Holbrook said he was happy with the outcome until state lawmakers started talking about shrinking the list of voucher-eligible schools.

 

For more than a decade, Ohio has offered vouchers to families in poorly performing public schools. But the list has exploded in recent years to more than 1,200 buildings — including some in high-performing districts such as Dublin and Upper Arlington.

 

“To say there is an explosion in this program is not hyperbole,” economist and school-finance consultant Howard Fleeter said in December. “If this doesn’t get unwound, I think it is significant enough in terms of the impact on the money schools get to undermine any new funding formula.”

 

The list, according to both Democrats and Republicans, has gotten out of control. State lawmakers tried to cut the list before the EdChoice portal opened in February, but they couldn’t agree on how. The Senate wanted to keep parts of the performance-based program while the House of Representatives wanted to scrap it in favor of an expanded income-based system.

 

They delayed the portal opening until April 1 and took hours of public testimony, but negotiations collapsed as the coronavirus outbreak took over both the state and national narrative.

 

“I think we’re comfortable with where we landed on vouchers,” said House Speaker Larry Householder, R-Glenford, during a meeting with reporters. “I think we certainly would have liked to come up with something, but that didn’t happen.”

 

What took place instead was essentially a freezing of the program as it stood in the fall of 2018, when the list had 517 eligible school buildings.

 

“I really appreciate the legislature understanding that now was not the time to take major steps on EdChoice,” Dublin Superintendent Todd Hoadley said. “Right now, our minds are focused on everyone’s health, and the next big issue is putting the economy back together.”

-=-=-=-=-

## QUESTIONS ON THE MATERIAL
A. Based on the article about Ohio's school voucher program, decide whether each statement below is supported. For each, answer yes or no and quote the words from the article that settle it.
(i) The list of voucher-eligible schools grew to more than 1,200 buildings.
(ii) The House of Representatives wanted to keep parts of the performance-based program.
(iii) In the fall of 2018, the list had 517 eligible school buildings.
B. Quote the article on Ohio's school vouchers word for word, taking everything from "They delayed the portal" down to "and national narrative.".
C. Extend the article on Ohio's school voucher program, picking up after its final paragraph.

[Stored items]
-=-=-=-=-

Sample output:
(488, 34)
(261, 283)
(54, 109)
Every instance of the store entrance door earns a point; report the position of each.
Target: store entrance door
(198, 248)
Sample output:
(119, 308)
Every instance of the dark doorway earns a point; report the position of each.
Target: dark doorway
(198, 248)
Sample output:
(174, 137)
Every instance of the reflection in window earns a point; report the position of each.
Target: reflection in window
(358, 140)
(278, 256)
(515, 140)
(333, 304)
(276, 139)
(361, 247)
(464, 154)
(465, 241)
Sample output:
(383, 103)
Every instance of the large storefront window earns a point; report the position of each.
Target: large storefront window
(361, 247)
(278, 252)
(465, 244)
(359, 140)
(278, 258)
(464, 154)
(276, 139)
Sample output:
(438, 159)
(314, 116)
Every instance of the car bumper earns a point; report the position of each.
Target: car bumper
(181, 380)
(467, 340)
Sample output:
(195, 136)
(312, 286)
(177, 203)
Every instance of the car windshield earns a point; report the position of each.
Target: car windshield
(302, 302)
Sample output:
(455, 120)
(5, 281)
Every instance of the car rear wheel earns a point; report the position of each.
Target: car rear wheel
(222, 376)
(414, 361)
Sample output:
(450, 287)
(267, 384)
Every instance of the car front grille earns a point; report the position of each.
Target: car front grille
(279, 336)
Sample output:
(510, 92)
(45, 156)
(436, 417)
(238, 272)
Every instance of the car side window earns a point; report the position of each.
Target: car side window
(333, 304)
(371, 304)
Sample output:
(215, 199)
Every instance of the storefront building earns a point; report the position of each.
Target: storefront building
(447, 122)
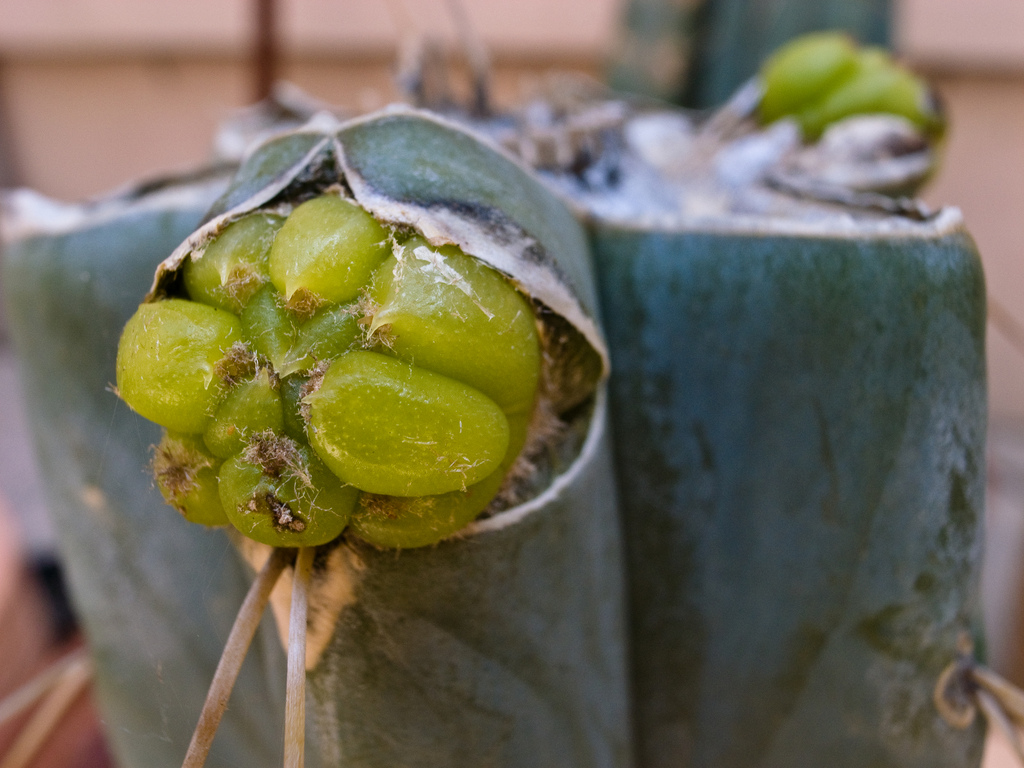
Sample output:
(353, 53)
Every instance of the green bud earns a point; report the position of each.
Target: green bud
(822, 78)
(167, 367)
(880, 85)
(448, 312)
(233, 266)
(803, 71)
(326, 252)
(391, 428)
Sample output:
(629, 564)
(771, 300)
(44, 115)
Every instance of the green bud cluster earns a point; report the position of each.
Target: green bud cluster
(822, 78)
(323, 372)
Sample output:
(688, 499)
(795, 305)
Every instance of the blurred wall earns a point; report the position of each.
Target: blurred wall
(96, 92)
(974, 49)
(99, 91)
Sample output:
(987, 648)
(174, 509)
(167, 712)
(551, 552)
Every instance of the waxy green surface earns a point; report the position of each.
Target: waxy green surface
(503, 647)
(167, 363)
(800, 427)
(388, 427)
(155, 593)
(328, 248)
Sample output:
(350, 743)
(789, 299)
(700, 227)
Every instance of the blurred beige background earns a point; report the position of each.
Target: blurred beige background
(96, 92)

-=-=-=-=-

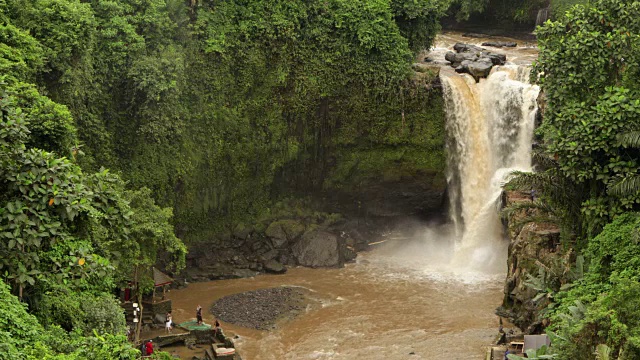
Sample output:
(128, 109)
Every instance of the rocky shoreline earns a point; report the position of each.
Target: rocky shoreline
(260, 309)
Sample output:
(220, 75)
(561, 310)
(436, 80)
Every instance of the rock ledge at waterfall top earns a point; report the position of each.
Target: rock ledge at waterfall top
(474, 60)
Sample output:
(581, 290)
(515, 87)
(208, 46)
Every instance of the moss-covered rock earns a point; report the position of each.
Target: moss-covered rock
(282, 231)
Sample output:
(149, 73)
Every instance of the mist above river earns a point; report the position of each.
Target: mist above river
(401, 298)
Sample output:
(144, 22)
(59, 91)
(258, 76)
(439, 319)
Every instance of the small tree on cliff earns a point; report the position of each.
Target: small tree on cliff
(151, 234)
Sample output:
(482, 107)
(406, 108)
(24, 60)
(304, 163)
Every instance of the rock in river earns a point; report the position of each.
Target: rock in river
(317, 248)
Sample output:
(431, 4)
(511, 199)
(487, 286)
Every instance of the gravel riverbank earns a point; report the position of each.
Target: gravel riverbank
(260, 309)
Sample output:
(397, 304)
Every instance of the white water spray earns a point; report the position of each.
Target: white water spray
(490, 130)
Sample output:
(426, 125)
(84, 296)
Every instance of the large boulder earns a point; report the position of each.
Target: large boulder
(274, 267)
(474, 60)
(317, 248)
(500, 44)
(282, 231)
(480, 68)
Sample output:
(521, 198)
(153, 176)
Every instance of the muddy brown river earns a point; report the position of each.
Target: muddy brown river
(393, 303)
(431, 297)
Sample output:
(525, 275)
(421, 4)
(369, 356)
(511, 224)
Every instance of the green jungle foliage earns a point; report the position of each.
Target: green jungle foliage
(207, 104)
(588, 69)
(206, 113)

-=-=-=-=-

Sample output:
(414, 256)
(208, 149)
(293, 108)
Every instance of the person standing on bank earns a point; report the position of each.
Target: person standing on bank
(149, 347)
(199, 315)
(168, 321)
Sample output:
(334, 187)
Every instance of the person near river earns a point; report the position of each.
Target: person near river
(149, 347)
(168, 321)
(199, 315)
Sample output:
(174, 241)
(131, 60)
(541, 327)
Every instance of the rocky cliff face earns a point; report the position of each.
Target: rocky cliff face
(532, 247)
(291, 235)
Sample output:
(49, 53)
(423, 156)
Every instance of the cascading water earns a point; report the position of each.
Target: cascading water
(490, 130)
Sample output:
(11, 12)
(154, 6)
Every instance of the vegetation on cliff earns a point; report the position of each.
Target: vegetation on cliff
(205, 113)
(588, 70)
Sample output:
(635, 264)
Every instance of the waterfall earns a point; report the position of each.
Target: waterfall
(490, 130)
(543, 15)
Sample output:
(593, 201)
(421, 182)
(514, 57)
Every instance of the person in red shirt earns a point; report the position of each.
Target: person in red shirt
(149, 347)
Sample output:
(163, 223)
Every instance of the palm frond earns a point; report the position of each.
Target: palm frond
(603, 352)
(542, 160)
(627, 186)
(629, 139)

-=-=-=-=-

## TASK-BY-TASK RESULTS
A.
(i) Yes: "the list has exploded in recent years to more than 1,200 buildings"
(ii) No: "the House of Representatives wanted to scrap it in favor of an expanded income-based system"
(iii) Yes: "when the list had 517 eligible school buildings"

B.
They delayed the portal opening until April 1 and took hours of public testimony, but negotiations collapsed as the coronavirus outbreak took over both the state and national narrative.

C.
School districts, local governments and the state are bracing for revenue shortfalls. Ohio Gov. Mike DeWine asked state agencies to submit ideas for cutting their budgets by up to 20%. Householder told local groups hoping for capital budget money to reconsider their options. And about 1 in 3 public school districts expects to see a lot less from income-based taxes.

 

That’s why public school advocates say that expanding vouchers, which are deducted from a district’s state funding, would be wrong when everything else is being cut.

 

“Our estimate for what was lost new in this school year was between $34 (million) and $38 million,” said Ohio Association of School Business Officials lobbyist Barbara Shaner. “That was just for the new vouchers that came on from last year’s expansion. Add another 700 buildings to the list, and you can imagine that cost would go up.”

 

Costs are going up for families such as the Holbrooks, though. It’s too late for most of them to get other forms of financial aid, and it might be too hard to come up with the money.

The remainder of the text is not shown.